- [Your tasks]:
A. In the auction listing, on what date did Eugène Murer acquire the painting directly from the artist?
B. List, in order, every owner that the provenance section of the auction listing records before the present owner.

- [Provided text]:
- - -
Lot 398
  • 398

Camille Pissarro

Estimate
600,000 - 800,000 USD
bidding is closed

Description

  • Camille Pissarro
  • Basse-cour à la 'Maison Rouge', Pontoise
  • Signed C. Pissarro and dated twice 1877 (lower right)
  • Oil on canvas
  • 21 1/2 by 25 3/4 in.
  • 54.6 by 64.5 cm

Provenance

Eugène Murer, France (acquired directly from the artist on December 26, 1878)
Paul-Émile Pissarro, France (the artist's son; a gift from the above in 1921)
Alfred A. Strelsin, New York (and sold by the estate: Christie's, New York, May 17, 1983, lot 14)
Private Collection, Tokyo (acquired in 1998)
Acquired from the above by the present owner in 1999

Exhibited

Paris, Galerie Manzi-Joyant, Exposition rétrospective d'oeuvres de Camille Pissarro, 1914, no. 51

Literature

Janine Bailly-Herzberg, Correspondance de Camille Pissarro, vol. I, Paris & Saint-Ouen-l'Aumône, 1980, no. 52, pp. 108-09
Paul Alexis Trublot, "À minuit, La Collection Murer" in Le Cri du peuple, Paris, October 1887, no. 5, illustrated p. 3
Ludovic-Rodo Pissarro & Lionello Venturi, Camille Pissarro, Son art, son oeuvre, vol. I, Paris, 1939, no. 426, catalogued p. 141;  vol. II, no. 426, illustrated pl. 86
Paul Gachet, Deux amies des impressionnistes: Le Docteur Gachet et Murer, Paris, 1956, no. 15, illustrated p. 171
Joachim Pissarro & Claire Durand-Ruel Snollaerts, Pissarro, Catalogue critique des peintures, vol. II, Milan, 2005, no. 536, illustrated p. 370

Condition

The canvas has been lined and the edges have been taped. The surface is richly textured . A scuff is visible to the top left corner. Scattered lines of stable craquelure appear in the areas of thickest pigment. Under UV light: certain original pigments fluoresce and there appear to be reotouches at the top left corner as well as to the broadest swathe of pink pigment at the upper right branches of the third tree from the left, though a thick layer of varnish is difficult to read through. The work is in very good condition.
- - -
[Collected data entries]
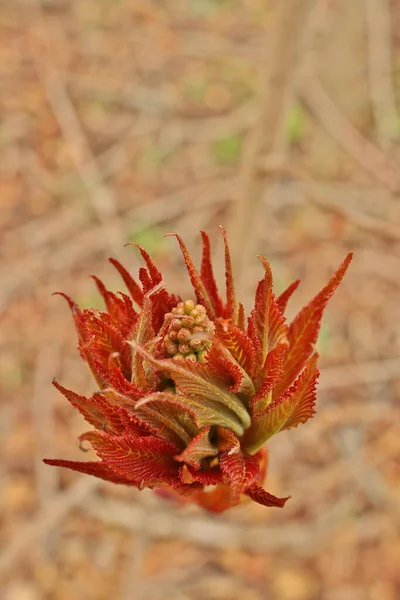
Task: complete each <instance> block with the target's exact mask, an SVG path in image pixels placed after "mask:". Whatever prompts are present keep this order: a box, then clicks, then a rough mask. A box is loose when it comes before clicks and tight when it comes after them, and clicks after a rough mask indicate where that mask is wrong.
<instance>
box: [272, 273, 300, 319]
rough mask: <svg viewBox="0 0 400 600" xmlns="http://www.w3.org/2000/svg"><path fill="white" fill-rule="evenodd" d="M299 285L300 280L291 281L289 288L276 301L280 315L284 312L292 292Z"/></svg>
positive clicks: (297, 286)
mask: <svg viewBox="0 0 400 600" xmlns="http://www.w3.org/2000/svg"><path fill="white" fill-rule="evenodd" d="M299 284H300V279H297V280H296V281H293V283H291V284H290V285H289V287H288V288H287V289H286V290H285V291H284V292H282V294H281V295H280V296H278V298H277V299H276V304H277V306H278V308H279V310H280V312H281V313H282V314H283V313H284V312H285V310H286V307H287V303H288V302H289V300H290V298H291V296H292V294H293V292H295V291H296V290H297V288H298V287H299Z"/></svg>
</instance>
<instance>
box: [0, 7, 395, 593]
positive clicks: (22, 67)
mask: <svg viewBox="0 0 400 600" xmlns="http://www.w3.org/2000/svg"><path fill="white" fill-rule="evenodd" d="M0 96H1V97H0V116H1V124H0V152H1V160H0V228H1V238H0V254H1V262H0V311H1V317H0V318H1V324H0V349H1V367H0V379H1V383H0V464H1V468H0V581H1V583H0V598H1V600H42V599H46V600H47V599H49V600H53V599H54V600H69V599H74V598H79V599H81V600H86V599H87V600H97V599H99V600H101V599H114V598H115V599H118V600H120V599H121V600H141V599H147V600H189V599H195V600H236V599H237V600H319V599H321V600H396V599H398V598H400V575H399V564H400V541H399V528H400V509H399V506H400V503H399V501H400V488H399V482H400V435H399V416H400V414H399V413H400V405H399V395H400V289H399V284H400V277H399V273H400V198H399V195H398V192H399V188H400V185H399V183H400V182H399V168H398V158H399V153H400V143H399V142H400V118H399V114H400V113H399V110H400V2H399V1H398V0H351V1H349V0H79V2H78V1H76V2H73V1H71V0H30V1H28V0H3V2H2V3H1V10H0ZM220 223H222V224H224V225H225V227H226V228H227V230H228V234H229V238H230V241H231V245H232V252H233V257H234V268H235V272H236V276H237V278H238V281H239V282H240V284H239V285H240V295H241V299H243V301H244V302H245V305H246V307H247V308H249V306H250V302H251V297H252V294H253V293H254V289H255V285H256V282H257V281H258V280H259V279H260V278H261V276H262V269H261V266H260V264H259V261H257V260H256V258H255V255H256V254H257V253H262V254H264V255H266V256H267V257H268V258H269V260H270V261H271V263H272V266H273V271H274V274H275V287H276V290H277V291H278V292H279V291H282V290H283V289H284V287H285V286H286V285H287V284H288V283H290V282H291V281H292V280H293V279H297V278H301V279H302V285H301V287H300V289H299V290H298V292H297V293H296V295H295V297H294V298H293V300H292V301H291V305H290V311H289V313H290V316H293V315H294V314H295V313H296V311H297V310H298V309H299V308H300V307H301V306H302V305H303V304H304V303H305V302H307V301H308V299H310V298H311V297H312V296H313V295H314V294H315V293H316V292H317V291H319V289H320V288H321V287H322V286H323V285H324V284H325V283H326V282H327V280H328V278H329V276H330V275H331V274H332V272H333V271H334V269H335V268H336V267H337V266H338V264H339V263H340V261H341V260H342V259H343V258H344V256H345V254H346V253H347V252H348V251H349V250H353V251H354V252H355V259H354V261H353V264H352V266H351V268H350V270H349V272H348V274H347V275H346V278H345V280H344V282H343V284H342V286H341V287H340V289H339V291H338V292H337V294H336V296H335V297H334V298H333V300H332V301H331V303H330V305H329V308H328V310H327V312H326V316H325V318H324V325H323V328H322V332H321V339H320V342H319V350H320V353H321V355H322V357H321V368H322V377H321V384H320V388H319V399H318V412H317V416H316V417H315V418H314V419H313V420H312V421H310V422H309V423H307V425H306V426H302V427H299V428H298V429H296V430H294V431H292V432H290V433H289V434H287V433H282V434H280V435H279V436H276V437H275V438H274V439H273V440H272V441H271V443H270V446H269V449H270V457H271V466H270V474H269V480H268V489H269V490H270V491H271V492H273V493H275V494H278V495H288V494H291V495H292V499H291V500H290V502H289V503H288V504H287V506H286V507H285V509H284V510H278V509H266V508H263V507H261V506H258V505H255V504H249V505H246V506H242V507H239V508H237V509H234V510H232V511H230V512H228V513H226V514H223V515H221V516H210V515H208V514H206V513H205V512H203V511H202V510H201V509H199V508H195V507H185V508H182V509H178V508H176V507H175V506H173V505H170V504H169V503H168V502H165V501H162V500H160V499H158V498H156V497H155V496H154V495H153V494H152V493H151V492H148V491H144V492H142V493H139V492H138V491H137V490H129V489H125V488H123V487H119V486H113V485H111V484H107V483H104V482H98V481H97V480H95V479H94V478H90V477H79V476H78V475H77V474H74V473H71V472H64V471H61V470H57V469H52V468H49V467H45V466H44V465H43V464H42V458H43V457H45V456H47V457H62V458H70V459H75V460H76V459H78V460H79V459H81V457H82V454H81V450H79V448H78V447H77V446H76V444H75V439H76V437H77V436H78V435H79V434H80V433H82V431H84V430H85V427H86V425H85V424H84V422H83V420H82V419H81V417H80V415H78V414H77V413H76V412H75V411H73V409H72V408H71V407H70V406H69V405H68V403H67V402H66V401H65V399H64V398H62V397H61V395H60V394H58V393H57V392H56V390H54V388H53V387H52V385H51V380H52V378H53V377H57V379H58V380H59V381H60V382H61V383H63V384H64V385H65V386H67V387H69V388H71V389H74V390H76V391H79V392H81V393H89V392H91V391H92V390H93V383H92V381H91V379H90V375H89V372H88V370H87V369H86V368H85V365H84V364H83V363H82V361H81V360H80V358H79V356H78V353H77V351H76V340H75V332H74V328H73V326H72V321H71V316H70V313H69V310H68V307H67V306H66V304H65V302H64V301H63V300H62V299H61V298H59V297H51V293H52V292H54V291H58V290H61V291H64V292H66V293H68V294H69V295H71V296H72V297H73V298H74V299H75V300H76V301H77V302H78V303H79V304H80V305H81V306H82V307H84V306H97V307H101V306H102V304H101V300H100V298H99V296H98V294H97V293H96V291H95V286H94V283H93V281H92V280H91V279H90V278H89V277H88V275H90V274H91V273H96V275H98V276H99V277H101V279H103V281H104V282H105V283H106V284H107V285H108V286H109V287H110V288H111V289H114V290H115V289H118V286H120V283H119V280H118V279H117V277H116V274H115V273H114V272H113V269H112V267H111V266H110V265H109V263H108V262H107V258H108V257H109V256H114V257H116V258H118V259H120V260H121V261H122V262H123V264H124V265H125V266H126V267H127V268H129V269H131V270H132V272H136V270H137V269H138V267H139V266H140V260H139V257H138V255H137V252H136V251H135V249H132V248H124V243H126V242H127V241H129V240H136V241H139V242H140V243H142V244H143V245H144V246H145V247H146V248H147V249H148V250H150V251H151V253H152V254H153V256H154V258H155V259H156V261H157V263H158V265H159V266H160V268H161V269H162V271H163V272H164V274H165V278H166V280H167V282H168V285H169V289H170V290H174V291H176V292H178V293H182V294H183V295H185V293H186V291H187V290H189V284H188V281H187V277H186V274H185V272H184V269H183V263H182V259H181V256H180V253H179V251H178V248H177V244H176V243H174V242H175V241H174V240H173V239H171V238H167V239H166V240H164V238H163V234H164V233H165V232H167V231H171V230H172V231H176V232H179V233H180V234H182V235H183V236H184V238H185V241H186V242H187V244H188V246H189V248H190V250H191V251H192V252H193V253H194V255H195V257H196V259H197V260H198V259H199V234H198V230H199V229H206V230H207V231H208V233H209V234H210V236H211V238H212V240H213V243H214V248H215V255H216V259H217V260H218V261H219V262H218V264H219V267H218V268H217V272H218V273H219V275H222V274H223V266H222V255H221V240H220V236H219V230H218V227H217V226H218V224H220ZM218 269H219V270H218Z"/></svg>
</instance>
- - -
- [Your responses]:
A. December 26, 1878.

B. Eugène Murer, France; Paul-Émile Pissarro, France; Alfred A. Strelsin, New York; Private Collection, Tokyo